▶ GIVEN EXERCISE
Reproduce every one of the entries below word for word, leaving each line unchanged.

start ENTRIES

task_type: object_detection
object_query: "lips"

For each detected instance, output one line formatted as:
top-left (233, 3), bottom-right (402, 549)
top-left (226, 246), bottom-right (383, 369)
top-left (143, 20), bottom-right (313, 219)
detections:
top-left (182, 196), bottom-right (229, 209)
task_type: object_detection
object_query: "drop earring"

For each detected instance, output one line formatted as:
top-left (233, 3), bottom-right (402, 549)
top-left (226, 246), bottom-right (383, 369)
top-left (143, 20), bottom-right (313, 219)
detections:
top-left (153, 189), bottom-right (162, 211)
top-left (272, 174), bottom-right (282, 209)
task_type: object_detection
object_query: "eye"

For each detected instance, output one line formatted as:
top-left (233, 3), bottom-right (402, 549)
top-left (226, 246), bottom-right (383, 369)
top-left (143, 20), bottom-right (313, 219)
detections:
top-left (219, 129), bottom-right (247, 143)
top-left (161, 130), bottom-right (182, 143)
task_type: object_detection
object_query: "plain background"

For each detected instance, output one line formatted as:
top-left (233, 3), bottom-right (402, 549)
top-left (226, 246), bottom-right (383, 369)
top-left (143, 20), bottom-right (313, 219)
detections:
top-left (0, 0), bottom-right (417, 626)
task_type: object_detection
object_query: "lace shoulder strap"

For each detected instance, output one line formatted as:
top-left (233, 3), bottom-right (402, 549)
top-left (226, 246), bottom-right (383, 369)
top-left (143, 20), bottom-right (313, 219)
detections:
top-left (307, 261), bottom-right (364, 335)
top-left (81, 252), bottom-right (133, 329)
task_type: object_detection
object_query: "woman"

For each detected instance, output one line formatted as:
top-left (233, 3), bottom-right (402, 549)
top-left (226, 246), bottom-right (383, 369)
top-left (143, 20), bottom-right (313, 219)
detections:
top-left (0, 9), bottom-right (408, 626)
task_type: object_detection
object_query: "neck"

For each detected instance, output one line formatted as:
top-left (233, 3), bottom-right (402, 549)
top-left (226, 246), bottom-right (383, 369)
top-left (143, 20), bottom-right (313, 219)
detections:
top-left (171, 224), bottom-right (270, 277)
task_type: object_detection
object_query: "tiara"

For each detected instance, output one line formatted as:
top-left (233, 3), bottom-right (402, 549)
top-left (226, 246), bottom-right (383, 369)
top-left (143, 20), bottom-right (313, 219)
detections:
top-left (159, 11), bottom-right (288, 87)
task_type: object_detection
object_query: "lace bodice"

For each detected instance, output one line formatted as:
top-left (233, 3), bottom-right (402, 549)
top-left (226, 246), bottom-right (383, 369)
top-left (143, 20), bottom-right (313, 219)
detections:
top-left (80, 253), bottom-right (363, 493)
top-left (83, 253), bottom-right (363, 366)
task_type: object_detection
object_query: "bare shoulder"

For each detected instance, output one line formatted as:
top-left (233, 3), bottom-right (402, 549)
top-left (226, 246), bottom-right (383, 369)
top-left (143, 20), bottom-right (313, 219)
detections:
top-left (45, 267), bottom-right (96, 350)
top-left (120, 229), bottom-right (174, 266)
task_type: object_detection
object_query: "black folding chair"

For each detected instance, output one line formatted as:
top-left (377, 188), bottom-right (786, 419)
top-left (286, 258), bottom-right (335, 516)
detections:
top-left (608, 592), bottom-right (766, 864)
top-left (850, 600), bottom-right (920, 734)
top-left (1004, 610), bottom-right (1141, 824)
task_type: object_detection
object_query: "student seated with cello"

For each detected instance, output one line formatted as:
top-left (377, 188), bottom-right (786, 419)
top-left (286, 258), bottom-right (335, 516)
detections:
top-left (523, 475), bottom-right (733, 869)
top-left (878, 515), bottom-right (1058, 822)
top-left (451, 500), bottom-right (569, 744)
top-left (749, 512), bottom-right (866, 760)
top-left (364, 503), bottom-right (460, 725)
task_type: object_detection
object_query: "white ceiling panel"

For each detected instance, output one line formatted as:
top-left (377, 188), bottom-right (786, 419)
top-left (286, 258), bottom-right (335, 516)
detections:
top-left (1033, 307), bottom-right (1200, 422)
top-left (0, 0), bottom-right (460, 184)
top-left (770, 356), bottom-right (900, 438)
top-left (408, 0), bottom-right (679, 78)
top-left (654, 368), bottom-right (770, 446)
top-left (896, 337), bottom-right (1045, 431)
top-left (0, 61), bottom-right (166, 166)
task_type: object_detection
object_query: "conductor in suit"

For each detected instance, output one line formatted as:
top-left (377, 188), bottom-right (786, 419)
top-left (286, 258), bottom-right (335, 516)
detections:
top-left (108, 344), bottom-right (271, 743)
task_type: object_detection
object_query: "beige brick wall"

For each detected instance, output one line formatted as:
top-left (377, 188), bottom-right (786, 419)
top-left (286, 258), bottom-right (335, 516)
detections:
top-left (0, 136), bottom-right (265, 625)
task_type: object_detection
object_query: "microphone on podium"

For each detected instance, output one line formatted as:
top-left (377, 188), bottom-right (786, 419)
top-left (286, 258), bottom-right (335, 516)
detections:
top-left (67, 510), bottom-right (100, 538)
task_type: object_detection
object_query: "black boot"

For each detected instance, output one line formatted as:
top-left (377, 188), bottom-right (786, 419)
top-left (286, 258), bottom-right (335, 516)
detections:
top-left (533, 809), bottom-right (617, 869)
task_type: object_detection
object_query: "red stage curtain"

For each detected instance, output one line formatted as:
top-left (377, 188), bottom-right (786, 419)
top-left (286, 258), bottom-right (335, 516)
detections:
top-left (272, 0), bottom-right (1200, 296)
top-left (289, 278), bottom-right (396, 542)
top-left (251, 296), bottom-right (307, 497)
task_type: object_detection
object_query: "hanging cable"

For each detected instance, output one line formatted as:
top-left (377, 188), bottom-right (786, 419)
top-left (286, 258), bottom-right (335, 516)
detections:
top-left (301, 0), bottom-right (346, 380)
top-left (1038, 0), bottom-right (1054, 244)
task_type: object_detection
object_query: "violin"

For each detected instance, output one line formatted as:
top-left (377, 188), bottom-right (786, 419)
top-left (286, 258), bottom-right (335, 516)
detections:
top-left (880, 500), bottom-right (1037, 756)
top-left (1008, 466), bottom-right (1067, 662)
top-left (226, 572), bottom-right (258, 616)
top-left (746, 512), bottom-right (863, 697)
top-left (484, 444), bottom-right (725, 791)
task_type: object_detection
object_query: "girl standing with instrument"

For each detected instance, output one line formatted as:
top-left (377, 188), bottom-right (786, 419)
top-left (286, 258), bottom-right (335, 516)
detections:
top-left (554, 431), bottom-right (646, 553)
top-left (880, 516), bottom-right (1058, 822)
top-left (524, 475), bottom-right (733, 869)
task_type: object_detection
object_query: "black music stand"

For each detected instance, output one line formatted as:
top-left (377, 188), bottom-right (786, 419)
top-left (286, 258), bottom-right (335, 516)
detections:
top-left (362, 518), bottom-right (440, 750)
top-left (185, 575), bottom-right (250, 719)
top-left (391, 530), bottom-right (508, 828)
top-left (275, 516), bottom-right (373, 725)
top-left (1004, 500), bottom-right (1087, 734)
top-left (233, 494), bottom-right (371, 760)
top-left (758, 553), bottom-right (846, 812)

end ENTRIES

▶ TASK RESPONSE
task_type: object_detection
object_query: "lips"

For each detected instance, output one line formatted as:
top-left (233, 3), bottom-right (402, 549)
top-left (226, 246), bottom-right (383, 369)
top-left (143, 20), bottom-right (313, 219)
detections:
top-left (182, 196), bottom-right (229, 209)
task_type: object_detection
object_query: "drop earring"

For each detected instance, output one line formatted as:
top-left (233, 3), bottom-right (402, 549)
top-left (226, 246), bottom-right (383, 369)
top-left (143, 20), bottom-right (313, 219)
detections:
top-left (153, 189), bottom-right (162, 211)
top-left (272, 174), bottom-right (282, 209)
task_type: object_detection
object_query: "eye"

For each detected instance, output one line formatted as:
top-left (233, 3), bottom-right (402, 549)
top-left (226, 246), bottom-right (383, 369)
top-left (143, 20), bottom-right (313, 219)
detections:
top-left (219, 129), bottom-right (247, 143)
top-left (161, 130), bottom-right (182, 143)
task_type: object_detection
object_query: "plain background"

For each detected instance, output one line formatted as:
top-left (233, 3), bottom-right (402, 549)
top-left (226, 246), bottom-right (383, 369)
top-left (143, 20), bottom-right (313, 219)
detections:
top-left (0, 0), bottom-right (417, 626)
task_type: object_detection
object_query: "lace shoulder strap"

For each detected instance, output one line formatted as:
top-left (233, 3), bottom-right (402, 549)
top-left (226, 246), bottom-right (383, 369)
top-left (143, 20), bottom-right (313, 219)
detections:
top-left (307, 261), bottom-right (364, 335)
top-left (81, 252), bottom-right (133, 329)
task_type: object_detection
object_query: "woman"

For each detected instance, output one line formatted as:
top-left (233, 3), bottom-right (402, 549)
top-left (226, 246), bottom-right (383, 369)
top-left (143, 20), bottom-right (313, 219)
detections:
top-left (0, 9), bottom-right (408, 626)
task_type: object_detection
object_query: "neck"

For each detected instance, output one line formatted as:
top-left (233, 3), bottom-right (402, 549)
top-left (226, 246), bottom-right (383, 369)
top-left (143, 20), bottom-right (313, 219)
detections:
top-left (171, 224), bottom-right (270, 277)
task_type: object_detection
object_query: "tiara"

For each detected instance, output one line formatted as:
top-left (233, 3), bottom-right (402, 549)
top-left (226, 246), bottom-right (383, 369)
top-left (143, 20), bottom-right (313, 219)
detections:
top-left (159, 11), bottom-right (288, 87)
task_type: object_detection
object_query: "lace bodice"

For each detected instance, output one line formatted as:
top-left (233, 3), bottom-right (402, 549)
top-left (226, 246), bottom-right (383, 369)
top-left (143, 20), bottom-right (313, 219)
detections:
top-left (80, 253), bottom-right (363, 493)
top-left (83, 253), bottom-right (363, 366)
task_type: object_detection
object_query: "bare shoulder"

For each detected instance, output one line formatted as:
top-left (233, 3), bottom-right (402, 549)
top-left (226, 246), bottom-right (383, 369)
top-left (143, 20), bottom-right (313, 219)
detections:
top-left (45, 267), bottom-right (96, 350)
top-left (120, 229), bottom-right (174, 266)
task_type: object_detection
object_query: "black folding chair"

For each detected instance, output one line formatted as:
top-left (377, 188), bottom-right (786, 419)
top-left (286, 258), bottom-right (335, 516)
detections:
top-left (608, 592), bottom-right (766, 864)
top-left (850, 600), bottom-right (920, 734)
top-left (1004, 610), bottom-right (1141, 824)
task_type: object_detection
object_query: "student seated with cello"

For each detected instance, output one line formatted as:
top-left (377, 188), bottom-right (786, 419)
top-left (286, 258), bottom-right (335, 516)
detections:
top-left (523, 475), bottom-right (733, 869)
top-left (878, 515), bottom-right (1058, 822)
top-left (451, 500), bottom-right (569, 744)
top-left (749, 512), bottom-right (866, 760)
top-left (364, 503), bottom-right (460, 725)
task_type: object_detection
object_query: "white ceiling panel"

For each detected instance, output one line formatted as:
top-left (377, 188), bottom-right (786, 419)
top-left (286, 258), bottom-right (335, 516)
detections:
top-left (1033, 307), bottom-right (1200, 422)
top-left (0, 0), bottom-right (460, 184)
top-left (770, 356), bottom-right (900, 438)
top-left (408, 0), bottom-right (679, 78)
top-left (654, 368), bottom-right (770, 446)
top-left (896, 337), bottom-right (1045, 431)
top-left (0, 61), bottom-right (166, 166)
task_type: object_detection
object_query: "conductor in suit"

For each detected instance, output one line formatted as:
top-left (377, 188), bottom-right (786, 419)
top-left (286, 258), bottom-right (335, 516)
detections:
top-left (108, 344), bottom-right (271, 743)
task_type: object_detection
object_query: "beige brick wall"

For each detected instance, output one line formatted as:
top-left (377, 188), bottom-right (786, 419)
top-left (286, 258), bottom-right (335, 516)
detections:
top-left (0, 136), bottom-right (265, 625)
task_type: object_detection
object_query: "microphone on podium"

For each detected instance, output one line formatted as:
top-left (377, 188), bottom-right (786, 419)
top-left (286, 258), bottom-right (335, 516)
detections:
top-left (67, 510), bottom-right (100, 538)
task_type: object_detection
object_query: "black boot"

For each detected instance, output one line formatted as:
top-left (377, 188), bottom-right (786, 419)
top-left (286, 258), bottom-right (335, 516)
detections:
top-left (533, 809), bottom-right (617, 869)
task_type: object_detection
object_query: "red stage curtain"

For each detected instance, output one line formatted as:
top-left (377, 188), bottom-right (786, 419)
top-left (286, 258), bottom-right (335, 516)
detections:
top-left (272, 0), bottom-right (1200, 296)
top-left (289, 278), bottom-right (396, 542)
top-left (251, 296), bottom-right (307, 497)
task_type: object_detection
object_query: "hanging cable"

For each detected instance, output one line formatted as:
top-left (377, 188), bottom-right (786, 419)
top-left (286, 258), bottom-right (335, 516)
detections:
top-left (301, 0), bottom-right (346, 380)
top-left (1038, 0), bottom-right (1054, 244)
task_type: object_detection
object_query: "violin"

For each detected instance, output one line formatted as:
top-left (377, 188), bottom-right (786, 419)
top-left (286, 258), bottom-right (335, 516)
detections:
top-left (880, 500), bottom-right (1037, 756)
top-left (1008, 466), bottom-right (1067, 662)
top-left (226, 572), bottom-right (258, 616)
top-left (746, 512), bottom-right (863, 697)
top-left (484, 444), bottom-right (725, 791)
task_type: object_detection
object_query: "girl standing with instrument"

For each detected instance, output one line formatted as:
top-left (377, 188), bottom-right (786, 419)
top-left (286, 258), bottom-right (335, 516)
detections:
top-left (554, 431), bottom-right (646, 553)
top-left (880, 516), bottom-right (1058, 822)
top-left (524, 475), bottom-right (733, 869)
task_type: object_detection
object_query: "black music stand"

For each detected instance, output one line formatted as:
top-left (377, 188), bottom-right (786, 419)
top-left (286, 258), bottom-right (335, 516)
detections:
top-left (362, 518), bottom-right (440, 750)
top-left (185, 575), bottom-right (250, 719)
top-left (391, 530), bottom-right (508, 828)
top-left (275, 516), bottom-right (373, 725)
top-left (1004, 500), bottom-right (1087, 734)
top-left (233, 494), bottom-right (371, 760)
top-left (758, 553), bottom-right (846, 812)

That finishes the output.